__EXCERPT TO READ__:
Professor
Son is tenured at the Management Department, Zicklin School of Business,
Bernard M. Baruch College. He has also been a doctoral faculty member at the
Graduate School and University Center, the City University of New York, and a
faculty member of the Executive Programs (MBA and MST) at the Zicklin Business
School.
Dr.
Son has been teaching Operations Management, Service Management Strategies,
Management Information Systems, and Production Planning Systems to undergraduate
and graduate (including Executive MBA and Ph.D.) students. Before joining the
faculty at the business school, he taught at the engineering school in the
areas of Economics Decision Analysis and Group Technology.
His
research areas are Operations Economics and Technology Management, focusing on
operations strategy assessment, cost estimation, performance measurement
re-engineering, economic justification analysis, decision support system
development, and computer simulation applications. He has published numerous
research papers in leading international journals, and won many prestigious
awards for authoring the best research papers, including the 1987 Alfred Bodine
Award, the 1990 Eugene Grant Award, the 1991 IIE Outstanding Publication Award,
the 1991 Romey Everdell Award.
Prof.

__RECORDS FOR THIS EXERCISE__:
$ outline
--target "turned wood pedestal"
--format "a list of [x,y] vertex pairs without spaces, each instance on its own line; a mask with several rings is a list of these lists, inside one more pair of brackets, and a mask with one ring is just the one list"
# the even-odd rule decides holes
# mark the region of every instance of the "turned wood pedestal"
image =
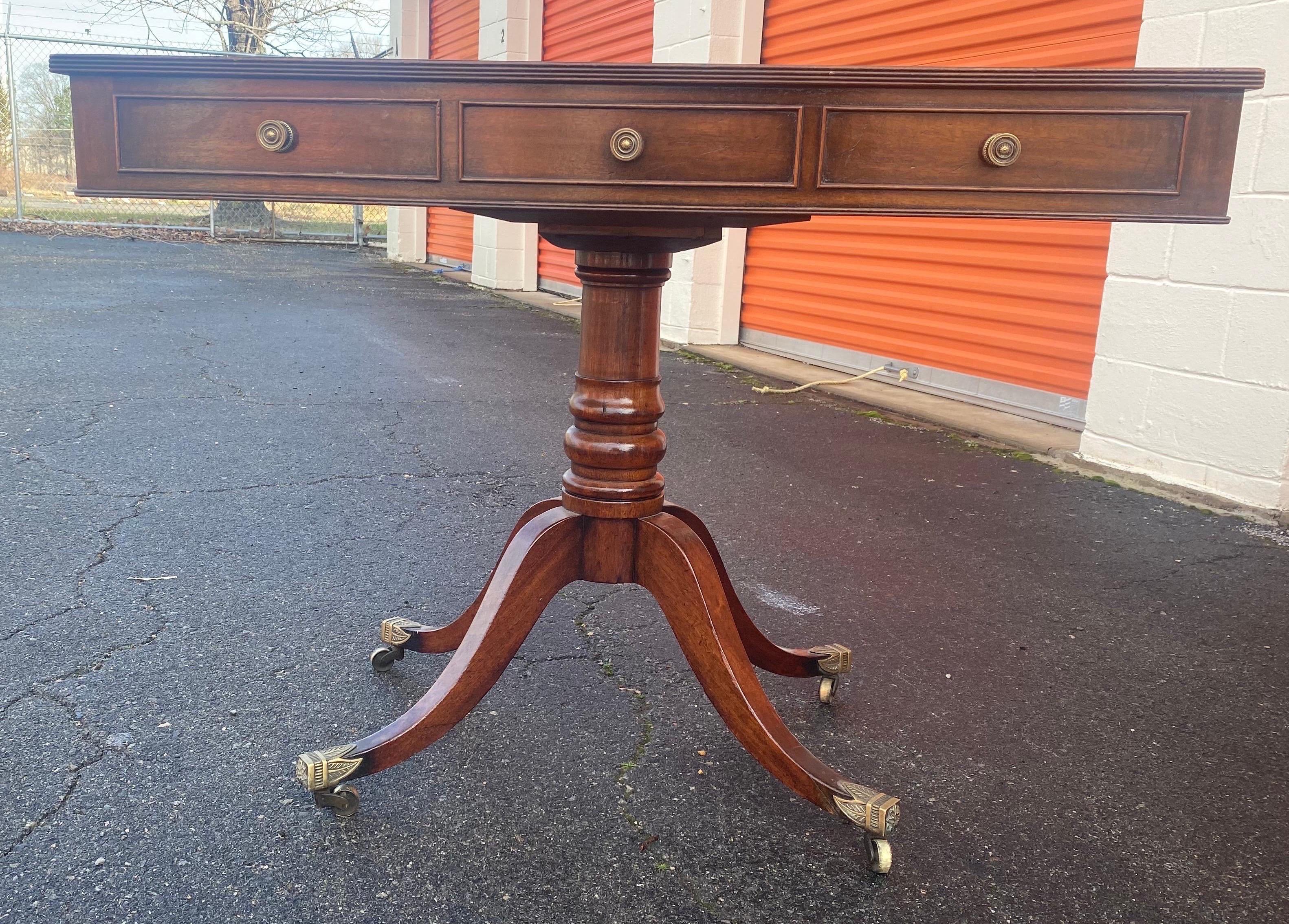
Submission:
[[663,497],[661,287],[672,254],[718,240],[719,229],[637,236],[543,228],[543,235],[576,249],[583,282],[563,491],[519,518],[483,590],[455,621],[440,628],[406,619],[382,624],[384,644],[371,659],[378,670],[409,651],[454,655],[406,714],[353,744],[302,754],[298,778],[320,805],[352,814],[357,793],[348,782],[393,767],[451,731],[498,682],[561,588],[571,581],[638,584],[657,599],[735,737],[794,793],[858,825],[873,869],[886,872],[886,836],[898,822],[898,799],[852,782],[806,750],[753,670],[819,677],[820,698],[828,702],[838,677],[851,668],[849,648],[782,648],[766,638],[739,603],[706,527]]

__REQUESTS__:
A) Can you turn the paragraph of the faculty profile beginning "Dr. Son has been teaching" into a short bulleted list that keeps its main facts?
B) Will you set down every line of the records above word for word, omitting the picture from your answer?

__ANSWERS FOR THIS EXERCISE__:
A)
- Teaches Operations Management, Service Management Strategies, Management Information Systems, and Production Planning Systems.
- Students: undergraduate and graduate, including Executive MBA and Ph.D.
- Before joining the business school faculty, taught Economics Decision Analysis and Group Technology at the engineering school.

B)
$ outline
--target "turned wood pedestal"
--format "a list of [x,y] vertex pairs without spaces, each instance on its own line; a mask with several rings is a list of these lists, inside one more pair of brackets, and a mask with one ring is just the one list"
# the even-odd rule decides holes
# mark the region of every instance of the "turned wood pedestal"
image =
Submission:
[[663,497],[661,287],[672,254],[718,240],[719,229],[637,236],[543,228],[543,235],[576,249],[583,282],[563,491],[519,518],[483,590],[455,621],[440,628],[406,619],[382,624],[384,644],[371,659],[378,670],[409,651],[454,655],[406,714],[353,744],[302,754],[298,778],[320,805],[352,814],[357,793],[348,782],[393,767],[451,731],[498,682],[561,588],[571,581],[638,584],[657,599],[735,737],[794,793],[858,825],[873,869],[886,872],[886,836],[898,822],[898,799],[852,782],[806,750],[753,670],[819,677],[820,698],[828,702],[838,677],[851,668],[849,648],[782,648],[766,638],[739,603],[706,527]]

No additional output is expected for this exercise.